*WRITTEN REQUEST*
Reproduce every item below word for word, leaving out the pictures.

[start of RECORDS FOR THIS TASK]

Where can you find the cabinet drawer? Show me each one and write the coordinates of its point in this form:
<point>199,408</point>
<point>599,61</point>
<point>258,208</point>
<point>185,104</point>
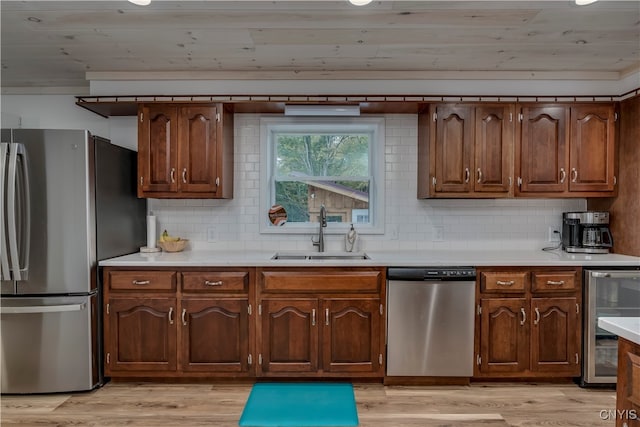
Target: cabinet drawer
<point>504,282</point>
<point>216,281</point>
<point>142,280</point>
<point>554,281</point>
<point>330,281</point>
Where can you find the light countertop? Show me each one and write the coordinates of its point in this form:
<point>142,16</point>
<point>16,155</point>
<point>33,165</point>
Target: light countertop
<point>413,258</point>
<point>625,327</point>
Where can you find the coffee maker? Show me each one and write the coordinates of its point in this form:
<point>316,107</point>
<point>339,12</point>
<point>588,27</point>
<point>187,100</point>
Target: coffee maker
<point>586,232</point>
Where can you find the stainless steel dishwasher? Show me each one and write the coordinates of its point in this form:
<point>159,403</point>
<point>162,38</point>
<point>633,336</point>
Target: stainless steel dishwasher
<point>430,321</point>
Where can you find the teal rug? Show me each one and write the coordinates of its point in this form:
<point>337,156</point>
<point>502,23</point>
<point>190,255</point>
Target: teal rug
<point>300,405</point>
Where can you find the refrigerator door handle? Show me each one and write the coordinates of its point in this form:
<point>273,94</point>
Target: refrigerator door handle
<point>18,266</point>
<point>43,309</point>
<point>5,273</point>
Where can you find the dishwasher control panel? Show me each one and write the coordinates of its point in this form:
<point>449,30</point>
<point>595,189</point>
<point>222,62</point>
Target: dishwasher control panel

[end of RECORDS FOR THIS TASK]

*RESPONSE FOR THIS EXERCISE*
Where can you find the cabinet drawer? Show me each one and write the coordinates of its point in this form:
<point>199,408</point>
<point>599,61</point>
<point>258,208</point>
<point>185,104</point>
Target: cabinet drawer
<point>504,282</point>
<point>216,281</point>
<point>142,280</point>
<point>554,281</point>
<point>330,281</point>
Where can you find the light countertop? Show me each one and write the coordinates of its point in this form:
<point>142,16</point>
<point>16,155</point>
<point>33,165</point>
Target: light countertop
<point>413,258</point>
<point>625,327</point>
Where can you find the coffee maker? Show me each one and write the coordinates of its point in this form:
<point>316,107</point>
<point>339,12</point>
<point>588,27</point>
<point>187,100</point>
Target: coffee maker
<point>586,232</point>
Where can you find the stainless steel dishwasher? Show me each one and write the coordinates of its point in this form:
<point>159,403</point>
<point>162,38</point>
<point>633,336</point>
Target: stainless steel dishwasher
<point>430,321</point>
Where can you find the teal rug? Show me each one and write the coordinates of its point in this form:
<point>337,156</point>
<point>502,23</point>
<point>190,255</point>
Target: teal rug
<point>300,405</point>
Where can you find the refrigerator door handle? Show me each one and write the coordinates of its point in this form:
<point>273,94</point>
Target: refrigerator door handle
<point>18,266</point>
<point>43,309</point>
<point>5,273</point>
Where can you find the dishwasher control panel? Show me each one and write the coordinates of its point in this form:
<point>449,30</point>
<point>595,189</point>
<point>222,62</point>
Target: dishwasher control panel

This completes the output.